Collected data entries
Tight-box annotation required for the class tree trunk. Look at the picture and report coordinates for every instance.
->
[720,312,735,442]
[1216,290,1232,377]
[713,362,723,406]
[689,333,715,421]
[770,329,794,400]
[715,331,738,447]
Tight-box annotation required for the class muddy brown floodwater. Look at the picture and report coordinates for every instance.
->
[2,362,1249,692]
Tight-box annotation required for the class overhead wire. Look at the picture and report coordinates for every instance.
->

_WHAT IS NEEDED_
Your answer should be a single number: how many lines in the data above include "report"?

_FINAL ANSWER_
3